Dataset content:
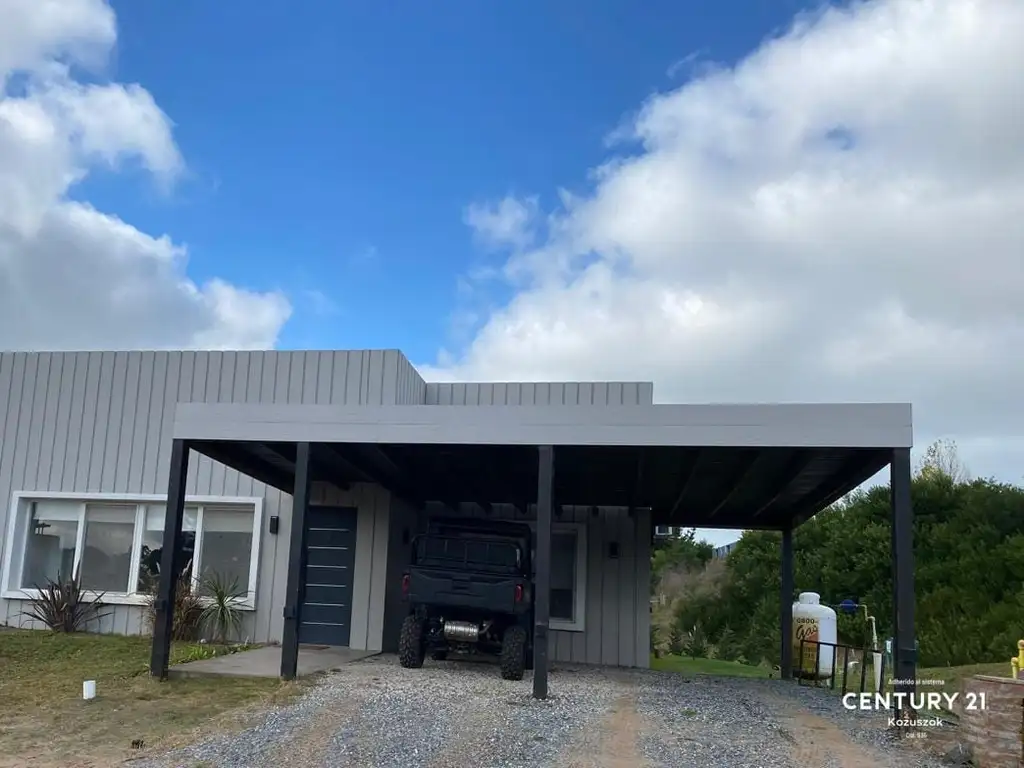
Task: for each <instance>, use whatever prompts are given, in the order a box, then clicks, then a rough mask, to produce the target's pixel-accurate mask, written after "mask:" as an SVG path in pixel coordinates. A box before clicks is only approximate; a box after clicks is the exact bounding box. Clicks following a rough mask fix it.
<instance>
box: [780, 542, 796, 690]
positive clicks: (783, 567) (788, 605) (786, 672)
mask: <svg viewBox="0 0 1024 768" xmlns="http://www.w3.org/2000/svg"><path fill="white" fill-rule="evenodd" d="M793 580H794V562H793V528H791V527H786V528H783V529H782V586H781V590H780V591H779V595H778V601H779V611H778V617H779V627H780V628H781V630H782V655H781V662H780V668H781V677H782V679H783V680H788V679H790V678H792V677H793Z"/></svg>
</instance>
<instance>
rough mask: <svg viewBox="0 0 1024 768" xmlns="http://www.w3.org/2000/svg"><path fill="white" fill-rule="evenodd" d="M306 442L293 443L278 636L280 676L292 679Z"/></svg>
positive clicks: (304, 477) (296, 660)
mask: <svg viewBox="0 0 1024 768" xmlns="http://www.w3.org/2000/svg"><path fill="white" fill-rule="evenodd" d="M309 451H310V446H309V443H308V442H300V443H298V444H297V445H296V446H295V488H294V490H293V493H292V534H291V543H290V544H289V549H288V584H287V587H286V592H285V631H284V634H283V636H282V640H281V677H282V678H283V679H285V680H294V679H295V676H296V675H297V674H298V669H299V624H300V622H301V621H302V599H303V595H304V593H305V587H306V510H307V509H308V508H309V488H310V478H309Z"/></svg>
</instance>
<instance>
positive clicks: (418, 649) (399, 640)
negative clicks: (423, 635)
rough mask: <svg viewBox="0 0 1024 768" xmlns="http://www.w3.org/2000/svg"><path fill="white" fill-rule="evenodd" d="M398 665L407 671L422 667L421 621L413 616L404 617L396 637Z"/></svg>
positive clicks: (422, 630)
mask: <svg viewBox="0 0 1024 768" xmlns="http://www.w3.org/2000/svg"><path fill="white" fill-rule="evenodd" d="M398 664H400V665H401V666H402V667H404V668H406V669H408V670H418V669H419V668H420V667H422V666H423V621H422V620H420V618H418V617H417V616H415V615H408V616H406V621H404V622H402V623H401V634H400V635H399V636H398Z"/></svg>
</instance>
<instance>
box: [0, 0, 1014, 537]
mask: <svg viewBox="0 0 1024 768" xmlns="http://www.w3.org/2000/svg"><path fill="white" fill-rule="evenodd" d="M0 18H3V19H4V23H3V25H2V26H0V83H2V88H0V348H4V349H84V348H92V349H96V348H106V349H124V348H147V349H164V348H203V349H254V348H292V349H294V348H367V347H387V348H393V347H397V348H400V349H402V350H403V351H404V352H406V353H407V354H408V355H409V356H410V357H411V359H412V360H413V361H414V364H416V365H417V367H418V368H419V370H420V371H421V373H422V374H423V375H424V377H425V378H427V379H428V380H435V381H436V380H473V381H487V380H526V381H529V380H544V379H556V380H561V379H617V380H622V379H626V380H645V381H653V382H654V393H655V399H656V400H658V401H663V402H673V401H674V402H712V401H714V402H723V401H762V402H763V401H829V400H843V401H845V400H851V401H878V400H882V401H894V400H895V401H910V402H912V403H913V407H914V422H915V442H916V444H918V446H919V447H920V449H923V447H924V446H926V445H927V444H928V443H929V442H931V441H932V440H935V439H937V438H946V439H952V440H955V442H956V444H957V445H958V450H959V454H961V456H962V458H963V460H964V462H965V463H966V465H967V467H968V469H969V470H970V471H971V472H972V473H973V474H975V475H978V476H992V477H995V478H997V479H1000V480H1006V481H1012V482H1020V481H1022V480H1024V410H1022V409H1021V407H1020V401H1021V397H1022V395H1024V353H1022V350H1024V302H1022V300H1021V296H1024V141H1021V138H1020V137H1021V136H1024V108H1022V106H1021V99H1020V75H1021V73H1022V72H1024V48H1022V47H1021V46H1020V45H1019V41H1020V40H1022V39H1024V3H1021V2H1019V0H957V1H956V2H947V1H946V0H874V1H873V2H857V3H842V4H831V5H828V4H825V5H818V4H814V5H811V4H804V3H801V2H797V1H796V0H720V2H717V3H706V2H695V1H690V2H679V1H676V2H669V0H650V1H649V2H645V3H639V4H638V3H635V2H628V1H627V0H595V1H593V2H587V3H583V2H565V1H555V2H552V1H551V0H545V1H543V2H542V1H541V0H524V1H523V2H517V3H499V2H485V3H481V2H478V0H444V1H443V2H437V3H413V2H388V3H377V2H375V3H358V2H345V3H338V2H326V0H308V1H307V2H302V3H295V2H285V0H252V1H251V2H248V3H241V2H236V1H234V0H225V1H224V2H215V3H214V2H209V1H208V0H179V1H178V2H174V3H156V2H140V1H139V0H118V1H117V2H105V0H0ZM710 538H711V539H712V540H713V541H715V542H716V543H720V542H723V541H728V540H729V539H731V538H734V535H732V536H730V535H721V534H719V535H714V536H711V537H710Z"/></svg>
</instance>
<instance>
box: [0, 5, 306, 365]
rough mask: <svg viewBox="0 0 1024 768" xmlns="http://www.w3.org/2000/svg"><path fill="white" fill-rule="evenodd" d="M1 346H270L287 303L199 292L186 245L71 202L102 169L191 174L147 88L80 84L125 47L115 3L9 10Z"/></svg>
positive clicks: (1, 129)
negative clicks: (114, 53)
mask: <svg viewBox="0 0 1024 768" xmlns="http://www.w3.org/2000/svg"><path fill="white" fill-rule="evenodd" d="M0 18H3V19H4V20H3V24H2V25H0V348H3V349H53V348H63V349H76V348H84V347H89V348H97V347H103V348H128V347H146V348H168V347H202V348H253V347H257V348H258V347H267V346H272V345H273V343H274V341H275V339H276V336H278V333H279V331H280V329H281V327H282V325H283V324H284V322H285V321H286V319H287V318H288V316H289V314H290V312H291V307H290V305H289V302H288V301H287V299H286V298H285V297H283V296H281V295H278V294H272V293H271V294H262V293H257V292H253V291H248V290H245V289H243V288H240V287H237V286H232V285H230V284H228V283H225V282H223V281H219V280H213V281H211V282H210V283H209V284H207V285H203V286H198V285H196V284H195V283H194V282H193V281H191V280H189V279H188V276H187V273H186V269H185V268H186V260H187V254H186V251H185V249H184V248H183V247H182V246H179V245H175V244H174V243H172V242H171V240H170V239H169V238H167V237H153V236H151V234H148V233H145V232H142V231H139V230H138V229H137V228H135V227H133V226H131V225H130V224H128V223H126V222H124V221H122V220H120V219H119V218H117V217H116V216H114V215H111V214H108V213H102V212H99V211H97V210H95V209H94V208H92V207H91V206H89V205H88V204H85V203H81V202H76V201H72V200H70V199H69V197H68V196H69V190H70V189H71V188H72V187H73V186H74V184H76V183H77V182H79V181H81V180H82V179H83V178H85V177H86V176H87V175H88V173H89V172H90V170H92V169H93V168H95V167H96V166H97V165H102V166H104V167H108V168H113V169H118V168H120V167H121V166H122V165H123V164H125V163H137V164H138V165H139V166H140V167H141V168H143V169H145V170H146V171H148V172H150V174H151V176H152V177H153V178H154V179H155V181H156V182H157V183H160V184H162V185H165V186H166V187H168V188H169V187H170V186H171V185H172V184H173V182H174V181H175V179H177V178H178V176H179V175H180V173H181V172H182V170H183V169H184V161H183V160H182V158H181V155H180V153H179V152H178V147H177V145H176V144H175V142H174V138H173V135H172V124H171V121H170V120H169V118H168V117H167V116H166V115H165V114H164V113H163V111H161V109H160V106H159V105H158V104H157V102H156V101H155V100H154V98H153V96H152V94H150V93H148V92H147V91H146V90H145V89H144V88H143V87H142V86H140V85H137V84H120V83H111V82H88V83H86V82H83V81H81V80H76V79H75V77H74V75H73V73H74V72H81V71H91V72H92V74H93V75H94V76H95V75H96V74H97V73H98V72H99V71H100V70H101V68H102V65H103V62H104V61H105V58H106V57H108V56H109V55H110V53H111V50H112V49H113V46H114V44H115V42H116V39H117V29H116V19H115V16H114V12H113V10H112V9H111V8H110V6H109V5H108V4H106V2H105V0H0ZM97 79H99V78H97V77H92V78H90V81H93V80H97Z"/></svg>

Exercise directions:
Report the number of lines of the listing above that hold the string "rough", with no other text.

Worked solution:
4